»»

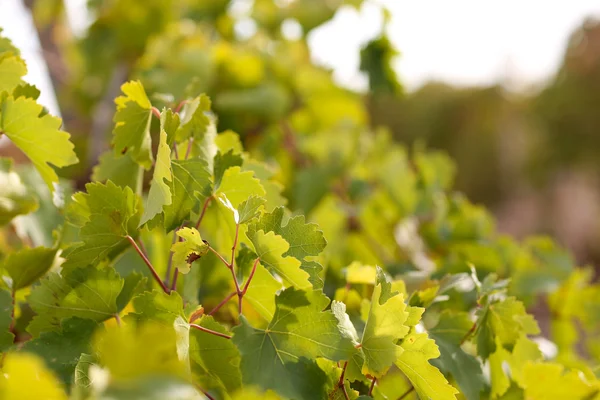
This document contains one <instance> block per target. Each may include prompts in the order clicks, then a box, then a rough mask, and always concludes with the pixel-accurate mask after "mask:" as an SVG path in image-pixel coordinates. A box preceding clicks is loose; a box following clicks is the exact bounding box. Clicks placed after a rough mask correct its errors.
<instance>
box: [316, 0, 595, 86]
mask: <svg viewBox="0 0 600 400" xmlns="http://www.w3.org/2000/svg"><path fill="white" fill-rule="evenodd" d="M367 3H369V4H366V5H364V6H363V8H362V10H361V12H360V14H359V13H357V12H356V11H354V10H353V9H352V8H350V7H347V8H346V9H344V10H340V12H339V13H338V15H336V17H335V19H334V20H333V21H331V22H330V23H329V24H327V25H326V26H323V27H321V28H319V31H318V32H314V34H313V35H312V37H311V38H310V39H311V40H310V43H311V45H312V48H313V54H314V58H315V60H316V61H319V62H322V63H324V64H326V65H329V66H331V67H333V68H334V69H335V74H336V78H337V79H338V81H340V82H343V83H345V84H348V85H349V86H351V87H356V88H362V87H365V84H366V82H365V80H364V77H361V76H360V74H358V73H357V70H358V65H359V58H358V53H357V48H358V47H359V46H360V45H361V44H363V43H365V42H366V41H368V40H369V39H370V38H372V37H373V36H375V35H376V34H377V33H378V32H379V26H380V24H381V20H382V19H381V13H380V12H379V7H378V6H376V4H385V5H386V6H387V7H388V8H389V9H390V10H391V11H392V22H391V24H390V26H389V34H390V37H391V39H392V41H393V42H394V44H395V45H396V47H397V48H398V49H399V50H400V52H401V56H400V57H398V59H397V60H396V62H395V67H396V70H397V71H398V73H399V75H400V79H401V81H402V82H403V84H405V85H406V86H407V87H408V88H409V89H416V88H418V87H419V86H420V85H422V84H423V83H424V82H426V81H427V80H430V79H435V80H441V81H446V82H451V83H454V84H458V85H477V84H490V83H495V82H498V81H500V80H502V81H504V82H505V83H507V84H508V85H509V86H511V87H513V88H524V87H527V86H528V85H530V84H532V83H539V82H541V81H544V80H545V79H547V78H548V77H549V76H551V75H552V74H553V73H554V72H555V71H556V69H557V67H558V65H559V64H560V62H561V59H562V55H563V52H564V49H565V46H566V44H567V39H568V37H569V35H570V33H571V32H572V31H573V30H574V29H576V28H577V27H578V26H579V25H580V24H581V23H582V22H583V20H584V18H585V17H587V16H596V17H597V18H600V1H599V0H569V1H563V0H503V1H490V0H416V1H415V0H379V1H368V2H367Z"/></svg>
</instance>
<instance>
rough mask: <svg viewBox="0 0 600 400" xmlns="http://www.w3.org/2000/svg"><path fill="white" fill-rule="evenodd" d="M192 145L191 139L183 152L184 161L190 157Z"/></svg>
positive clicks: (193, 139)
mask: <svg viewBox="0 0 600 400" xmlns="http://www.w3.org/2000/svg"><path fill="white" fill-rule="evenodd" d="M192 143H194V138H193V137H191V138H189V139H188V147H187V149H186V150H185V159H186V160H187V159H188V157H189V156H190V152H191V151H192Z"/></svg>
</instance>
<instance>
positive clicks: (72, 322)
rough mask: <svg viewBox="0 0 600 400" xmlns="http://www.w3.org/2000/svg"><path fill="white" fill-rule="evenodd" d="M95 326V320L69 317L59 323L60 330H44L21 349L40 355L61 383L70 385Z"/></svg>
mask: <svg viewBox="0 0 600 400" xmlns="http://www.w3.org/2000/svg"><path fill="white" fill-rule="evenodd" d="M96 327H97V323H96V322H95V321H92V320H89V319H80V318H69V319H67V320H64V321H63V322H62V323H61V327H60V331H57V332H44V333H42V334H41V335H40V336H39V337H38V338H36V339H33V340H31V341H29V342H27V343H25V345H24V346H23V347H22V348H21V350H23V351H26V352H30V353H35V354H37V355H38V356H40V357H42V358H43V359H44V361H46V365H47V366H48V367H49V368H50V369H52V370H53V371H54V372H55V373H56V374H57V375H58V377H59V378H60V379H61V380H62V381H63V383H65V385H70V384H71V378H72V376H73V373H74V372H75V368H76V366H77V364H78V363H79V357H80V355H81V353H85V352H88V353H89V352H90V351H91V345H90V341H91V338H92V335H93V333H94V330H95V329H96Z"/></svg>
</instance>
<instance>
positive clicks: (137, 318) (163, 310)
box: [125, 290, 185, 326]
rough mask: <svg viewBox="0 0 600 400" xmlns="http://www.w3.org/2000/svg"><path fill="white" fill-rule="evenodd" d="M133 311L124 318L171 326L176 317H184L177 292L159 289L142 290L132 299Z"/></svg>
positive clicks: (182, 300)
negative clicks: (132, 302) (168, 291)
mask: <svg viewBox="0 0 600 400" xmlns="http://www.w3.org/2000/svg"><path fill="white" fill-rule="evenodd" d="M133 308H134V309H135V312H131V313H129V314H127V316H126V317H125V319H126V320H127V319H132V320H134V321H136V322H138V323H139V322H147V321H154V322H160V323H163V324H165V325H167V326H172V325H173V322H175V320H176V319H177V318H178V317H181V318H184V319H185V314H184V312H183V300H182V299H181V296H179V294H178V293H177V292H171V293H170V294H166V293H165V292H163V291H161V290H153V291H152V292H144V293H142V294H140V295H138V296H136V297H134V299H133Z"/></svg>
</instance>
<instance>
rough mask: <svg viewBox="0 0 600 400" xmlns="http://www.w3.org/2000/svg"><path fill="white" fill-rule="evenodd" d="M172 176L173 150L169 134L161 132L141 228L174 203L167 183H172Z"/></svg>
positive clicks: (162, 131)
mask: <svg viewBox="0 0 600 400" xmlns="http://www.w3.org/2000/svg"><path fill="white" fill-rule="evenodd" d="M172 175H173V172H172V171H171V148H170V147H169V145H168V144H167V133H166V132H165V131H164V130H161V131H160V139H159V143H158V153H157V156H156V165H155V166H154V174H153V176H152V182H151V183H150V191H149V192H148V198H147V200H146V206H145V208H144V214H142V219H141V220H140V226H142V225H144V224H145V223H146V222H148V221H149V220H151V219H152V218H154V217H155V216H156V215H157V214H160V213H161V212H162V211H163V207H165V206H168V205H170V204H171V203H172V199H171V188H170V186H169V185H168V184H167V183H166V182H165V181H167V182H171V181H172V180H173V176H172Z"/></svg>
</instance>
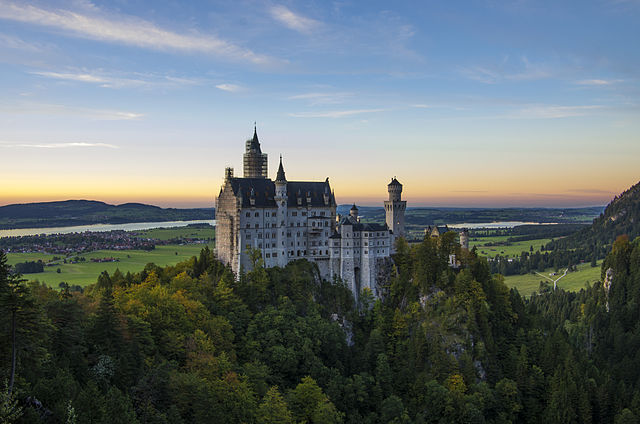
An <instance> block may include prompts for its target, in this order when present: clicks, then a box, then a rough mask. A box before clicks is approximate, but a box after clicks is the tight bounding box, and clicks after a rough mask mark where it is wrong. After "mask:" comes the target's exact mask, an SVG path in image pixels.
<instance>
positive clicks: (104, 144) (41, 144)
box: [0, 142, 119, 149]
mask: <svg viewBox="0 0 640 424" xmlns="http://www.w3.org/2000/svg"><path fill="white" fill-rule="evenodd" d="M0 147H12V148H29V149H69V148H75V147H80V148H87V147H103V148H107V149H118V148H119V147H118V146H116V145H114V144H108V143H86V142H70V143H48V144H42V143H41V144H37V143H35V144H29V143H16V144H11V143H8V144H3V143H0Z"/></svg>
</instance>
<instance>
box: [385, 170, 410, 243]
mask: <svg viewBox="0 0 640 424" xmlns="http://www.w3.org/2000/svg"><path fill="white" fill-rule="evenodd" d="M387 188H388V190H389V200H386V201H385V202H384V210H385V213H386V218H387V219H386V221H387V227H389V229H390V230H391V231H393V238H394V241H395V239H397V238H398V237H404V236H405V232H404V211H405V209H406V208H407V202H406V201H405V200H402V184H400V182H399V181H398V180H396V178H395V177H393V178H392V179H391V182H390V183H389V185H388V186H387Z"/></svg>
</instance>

««

Exercise directions :: Render the listing above as a JSON array of strings, one string per line, with blank lines and the picture lines omitted.

Your solution ::
[
  "This document contains one <instance> block per target. Each may include prompts in the order clicks, then a box, then a rough mask, and always concludes with the pixel-accurate mask after \"mask:\" as an SVG path in image-pixel coordinates. A box preceding clicks is loose; a box following clicks is the exact bounding box. Clicks placed after a rough mask correct its errors.",
  "<instance>",
  "box: [316, 0, 595, 86]",
  "mask: <svg viewBox=\"0 0 600 400\" xmlns=\"http://www.w3.org/2000/svg\"><path fill=\"white\" fill-rule=\"evenodd\" d=\"M367 3H369V4H366V5H364V6H363V8H362V10H361V12H360V14H359V13H357V12H356V11H354V10H353V9H352V8H350V7H347V8H346V9H344V10H340V12H339V13H338V15H336V17H335V19H334V20H333V21H331V22H330V23H329V24H327V25H326V26H323V27H321V28H319V31H318V32H314V34H313V35H312V37H311V38H310V39H311V40H310V43H311V45H312V48H313V54H314V58H315V60H316V61H319V62H322V63H324V64H326V65H329V66H331V67H333V68H334V69H335V74H336V78H337V79H338V81H340V82H343V83H345V84H348V85H349V86H351V87H356V88H362V87H365V84H366V82H365V80H364V77H361V76H360V74H358V73H357V70H358V65H359V58H358V53H357V48H358V47H359V46H360V45H361V44H363V43H365V42H366V41H368V40H369V39H370V38H372V37H373V36H375V35H376V34H377V33H378V32H379V26H380V24H381V20H382V19H381V13H380V12H379V7H378V6H376V4H385V5H386V6H387V7H388V8H389V9H390V10H391V11H392V22H391V24H390V26H389V34H390V37H391V39H392V41H393V42H394V44H395V45H396V47H397V48H398V49H399V50H400V52H401V56H400V57H398V59H397V60H396V62H395V67H396V70H397V71H398V73H399V75H400V79H401V81H402V82H403V84H405V85H406V86H407V87H408V88H409V89H416V88H418V87H419V86H420V85H422V84H423V83H424V82H426V81H427V80H430V79H435V80H441V81H446V82H451V83H454V84H458V85H477V84H490V83H495V82H498V81H500V80H502V81H504V82H505V83H507V84H508V85H509V86H511V87H513V88H524V87H527V86H528V85H530V84H532V83H539V82H541V81H544V80H545V79H547V78H548V77H549V76H551V75H552V74H553V73H554V72H555V71H556V69H557V67H558V65H559V64H560V62H561V59H562V55H563V52H564V49H565V46H566V44H567V39H568V37H569V35H570V33H571V32H572V31H573V30H574V29H576V28H577V27H578V26H579V25H580V24H581V23H582V22H583V20H584V18H585V17H587V16H596V17H597V18H600V1H599V0H569V1H563V0H503V1H490V0H416V1H415V0H379V1H368V2H367Z\"/></svg>",
  "</instance>",
  "<instance>",
  "rough mask: <svg viewBox=\"0 0 600 400\" xmlns=\"http://www.w3.org/2000/svg\"><path fill=\"white\" fill-rule=\"evenodd\" d=\"M192 145L191 139L183 152L184 161L190 157Z\"/></svg>",
  "positive clicks: (193, 139)",
  "mask: <svg viewBox=\"0 0 600 400\" xmlns=\"http://www.w3.org/2000/svg\"><path fill=\"white\" fill-rule=\"evenodd\" d=\"M192 143H194V138H193V137H191V138H189V139H188V147H187V149H186V150H185V159H186V160H187V159H188V157H189V156H190V152H191V151H192Z\"/></svg>",
  "</instance>",
  "<instance>",
  "positive clicks: (72, 322)",
  "rough mask: <svg viewBox=\"0 0 600 400\" xmlns=\"http://www.w3.org/2000/svg\"><path fill=\"white\" fill-rule=\"evenodd\" d=\"M95 326V320L69 317L59 323L60 330H44L21 349L40 355L61 383L70 385Z\"/></svg>",
  "mask: <svg viewBox=\"0 0 600 400\" xmlns=\"http://www.w3.org/2000/svg\"><path fill=\"white\" fill-rule=\"evenodd\" d=\"M96 327H97V323H96V322H95V321H92V320H89V319H80V318H69V319H67V320H64V321H63V322H62V323H61V327H60V331H57V332H44V333H42V334H41V335H40V336H39V337H38V338H36V339H33V340H31V341H29V342H27V343H25V345H24V346H23V347H22V348H21V350H23V351H26V352H30V353H35V354H37V355H38V356H40V357H42V358H43V359H44V361H46V365H47V366H48V367H49V368H50V369H52V370H53V371H54V372H55V373H56V374H57V375H58V377H59V378H60V379H61V380H62V381H63V383H65V385H70V384H71V378H72V376H73V373H74V372H75V368H76V366H77V364H78V363H79V357H80V355H81V353H85V352H88V353H89V352H90V351H91V345H90V341H91V338H92V335H93V333H94V330H95V329H96Z\"/></svg>",
  "</instance>",
  "<instance>",
  "positive clicks: (137, 318) (163, 310)",
  "box: [125, 290, 185, 326]",
  "rough mask: <svg viewBox=\"0 0 600 400\" xmlns=\"http://www.w3.org/2000/svg\"><path fill=\"white\" fill-rule=\"evenodd\" d=\"M133 311L124 318L171 326L176 317H184L177 292L159 289L142 290L132 299Z\"/></svg>",
  "positive clicks: (182, 300)",
  "negative clicks: (132, 302) (168, 291)",
  "mask: <svg viewBox=\"0 0 600 400\" xmlns=\"http://www.w3.org/2000/svg\"><path fill=\"white\" fill-rule=\"evenodd\" d=\"M133 308H134V309H135V312H131V313H129V314H127V316H126V317H125V319H126V320H127V319H132V320H134V321H136V322H138V323H139V322H147V321H154V322H160V323H163V324H165V325H167V326H172V325H173V322H175V320H176V319H177V318H178V317H181V318H184V319H185V314H184V312H183V300H182V299H181V296H179V294H178V293H177V292H171V293H170V294H166V293H165V292H163V291H161V290H153V291H152V292H144V293H142V294H140V295H138V296H136V297H134V299H133Z\"/></svg>",
  "</instance>",
  "<instance>",
  "rough mask: <svg viewBox=\"0 0 600 400\" xmlns=\"http://www.w3.org/2000/svg\"><path fill=\"white\" fill-rule=\"evenodd\" d=\"M172 176L173 150L169 134L161 132L141 228L174 203L167 183H172Z\"/></svg>",
  "positive clicks: (162, 131)",
  "mask: <svg viewBox=\"0 0 600 400\" xmlns=\"http://www.w3.org/2000/svg\"><path fill=\"white\" fill-rule=\"evenodd\" d=\"M172 175H173V172H172V171H171V148H170V147H169V145H168V144H167V133H166V132H165V131H164V130H161V131H160V139H159V143H158V153H157V156H156V165H155V166H154V174H153V176H152V182H151V183H150V191H149V192H148V198H147V200H146V206H145V208H144V214H142V219H141V220H140V226H142V225H144V224H145V223H146V222H148V221H149V220H151V219H152V218H154V217H155V216H156V215H157V214H160V213H161V212H162V211H163V207H165V206H168V205H170V204H171V203H172V199H171V188H170V186H169V185H168V184H167V183H166V182H165V181H167V182H171V181H172V180H173V176H172Z\"/></svg>",
  "</instance>",
  "An <instance> block may include prompts for its target, in this order when present: clicks, then a box, then a rough mask. A box before clicks is approximate, but a box after clicks is the tight bounding box, and clicks after a rough mask mark where it is wrong. After \"mask:\" comes the target's exact mask, an SVG path in image pixels.",
  "<instance>",
  "positive clicks: (104, 144) (41, 144)",
  "box: [0, 142, 119, 149]",
  "mask: <svg viewBox=\"0 0 640 424\" xmlns=\"http://www.w3.org/2000/svg\"><path fill=\"white\" fill-rule=\"evenodd\" d=\"M0 147H12V148H29V149H69V148H75V147H80V148H87V147H103V148H107V149H118V148H119V147H118V146H116V145H114V144H108V143H86V142H70V143H48V144H42V143H41V144H37V143H35V144H29V143H16V144H11V143H8V144H3V143H0Z\"/></svg>",
  "</instance>",
  "<instance>",
  "box: [385, 170, 410, 243]",
  "mask: <svg viewBox=\"0 0 640 424\" xmlns=\"http://www.w3.org/2000/svg\"><path fill=\"white\" fill-rule=\"evenodd\" d=\"M387 188H388V190H389V200H386V201H385V202H384V210H385V213H386V218H387V219H386V221H387V227H389V229H390V230H391V231H393V238H394V241H395V239H397V238H398V237H404V236H405V232H404V211H405V209H406V208H407V202H406V201H405V200H402V184H400V182H399V181H398V180H396V178H395V177H393V178H392V179H391V182H390V183H389V185H388V186H387Z\"/></svg>",
  "</instance>"
]